One of the most awe-inspiring processes to watch unfold is the vocabulary development of a young child. From the first utterance of “ball,” “mama,” or “more,” children are off and running, word wise. They are literal vocabulary sponges, growing their word bank exponentially in their first five years of life, typically using over 2,000 words in their everyday conversation by the time they walk through the doors of a school building. Not only that, but children understand that much more than they are able to express and have a receptive vocabulary ten times as large as their expressive word bank. A young child’s vocabulary just continues to grow through their school age years, as they acquire vocabulary through new experiences, interactions, and content. When asked how children have changed since starting school, parents often boast about their student’s vocabulary development, amazed at their ability to articulate ideas and express feelings with clarity and specificity.
So, when physical schooling as we know it came to a screeching halt in mid-March 2020, many parents were, understandably, concerned about sustaining students’ academic progress. Vocabulary development is, and continues to be, a tangible barometer of students’ learning. And, while this growth seemingly happens through the “magic” of school, rest assured there are easy and intuitive ways to continue to promote students’ vocabulary learning as distance learning and schooling continues within our own homes.
First and foremost, it is important to have a baseline understanding of what is important and relevant when thinking about vocabulary development and learning. Not all vocabulary or vocabulary instruction is created equal. When we think about vocabulary acquisition, Beck et al.’s tiered framework is particularly relevant and important when deciding what new words we should encourage students to use and understand.
The Three Tiers of Vocabulary Development
According to the framework, words can be thought about in three tiers:
Tier 1: These words are common words that students use on a daily and regular basis with family and friends. Happy, dinner, and friendship would all be considered Tier 1 words for most students. These are often not worth teaching as students naturally acquire Tier 1 vocabulary over time and through life experiences.
Tier 2: Words used across content areas that are important for students to use, know, and fully understand. These are often the words that garner compliments about having a “great vocabulary.” They are specific and precise and require repeated exposure and instruction to utilize. Investigate, complexity, and significance are examples of Tier 2 words. They are not rare or highly technical, but communicate ideas with clarity and precision.
Tier 3: Tier 3 words are content specific and infrequently used outside of their domain or field. These are the words often found in glossaries and subject matter textbooks. Proton, monarchy, and organism would all be considered Tier 3 vocabulary.

* * *

Work request a:
Please rename "rough mask" to "coarse mask" in the listing, starting with its first line and going on through the line with "204L261 219H268L269 178L260", and give those lines again with nothing else changed.

* * *

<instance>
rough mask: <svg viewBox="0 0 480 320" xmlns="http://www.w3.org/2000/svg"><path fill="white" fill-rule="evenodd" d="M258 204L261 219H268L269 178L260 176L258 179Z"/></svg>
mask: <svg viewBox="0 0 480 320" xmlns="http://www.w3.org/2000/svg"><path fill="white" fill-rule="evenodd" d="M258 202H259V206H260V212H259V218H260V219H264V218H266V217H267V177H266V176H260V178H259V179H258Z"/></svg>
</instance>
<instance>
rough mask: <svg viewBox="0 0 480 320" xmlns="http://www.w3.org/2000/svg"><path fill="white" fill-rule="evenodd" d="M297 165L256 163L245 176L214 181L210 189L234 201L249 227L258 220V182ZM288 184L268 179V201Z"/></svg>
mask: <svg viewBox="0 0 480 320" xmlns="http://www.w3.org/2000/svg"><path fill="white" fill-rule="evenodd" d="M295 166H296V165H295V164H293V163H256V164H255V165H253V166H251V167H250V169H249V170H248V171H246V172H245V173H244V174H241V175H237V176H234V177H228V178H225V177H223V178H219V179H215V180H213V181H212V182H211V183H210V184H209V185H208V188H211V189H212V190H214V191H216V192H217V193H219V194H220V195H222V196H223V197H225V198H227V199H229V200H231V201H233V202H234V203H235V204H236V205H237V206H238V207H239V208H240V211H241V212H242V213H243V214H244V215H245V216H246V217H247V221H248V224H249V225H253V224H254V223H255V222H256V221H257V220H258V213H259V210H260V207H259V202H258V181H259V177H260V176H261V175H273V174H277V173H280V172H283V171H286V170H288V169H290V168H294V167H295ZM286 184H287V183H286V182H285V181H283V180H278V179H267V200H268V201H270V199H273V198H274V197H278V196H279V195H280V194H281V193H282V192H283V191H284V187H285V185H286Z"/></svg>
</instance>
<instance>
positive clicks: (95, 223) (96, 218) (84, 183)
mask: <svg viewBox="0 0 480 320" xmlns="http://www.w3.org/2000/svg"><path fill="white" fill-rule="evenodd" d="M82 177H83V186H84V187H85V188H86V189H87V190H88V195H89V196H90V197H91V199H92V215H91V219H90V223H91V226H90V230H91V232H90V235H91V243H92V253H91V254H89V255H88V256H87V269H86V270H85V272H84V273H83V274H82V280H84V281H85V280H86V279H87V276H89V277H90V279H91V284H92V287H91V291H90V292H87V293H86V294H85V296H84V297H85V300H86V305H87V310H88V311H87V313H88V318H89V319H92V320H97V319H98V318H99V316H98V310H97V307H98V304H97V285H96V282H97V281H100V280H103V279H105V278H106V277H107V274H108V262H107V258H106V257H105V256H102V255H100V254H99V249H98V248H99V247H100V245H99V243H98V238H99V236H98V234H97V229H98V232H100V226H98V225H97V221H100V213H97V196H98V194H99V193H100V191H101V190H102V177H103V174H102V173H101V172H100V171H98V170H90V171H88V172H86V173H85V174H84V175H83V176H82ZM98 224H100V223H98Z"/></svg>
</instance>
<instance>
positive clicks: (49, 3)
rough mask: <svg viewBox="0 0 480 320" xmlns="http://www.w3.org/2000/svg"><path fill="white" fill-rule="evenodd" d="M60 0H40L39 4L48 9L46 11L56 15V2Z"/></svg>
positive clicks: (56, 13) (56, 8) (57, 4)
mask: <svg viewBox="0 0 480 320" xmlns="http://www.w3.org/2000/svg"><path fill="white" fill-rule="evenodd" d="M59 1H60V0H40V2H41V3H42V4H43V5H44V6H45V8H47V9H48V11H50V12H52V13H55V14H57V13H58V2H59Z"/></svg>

* * *

Work request b:
Answer these from the passage on children's vocabulary development:
(i) How many words do children typically use in everyday conversation by the time they walk through the doors of a school building?
(ii) Which three words are given as examples of Tier 2 words?
(iii) Where are Tier 3 words often found?

Exercise answer a:
<instance>
coarse mask: <svg viewBox="0 0 480 320" xmlns="http://www.w3.org/2000/svg"><path fill="white" fill-rule="evenodd" d="M258 204L261 219H268L269 178L260 176L258 179Z"/></svg>

Exercise answer b:
(i) Over 2,000 words.
(ii) Investigate, complexity, and significance.
(iii) In glossaries and subject matter textbooks.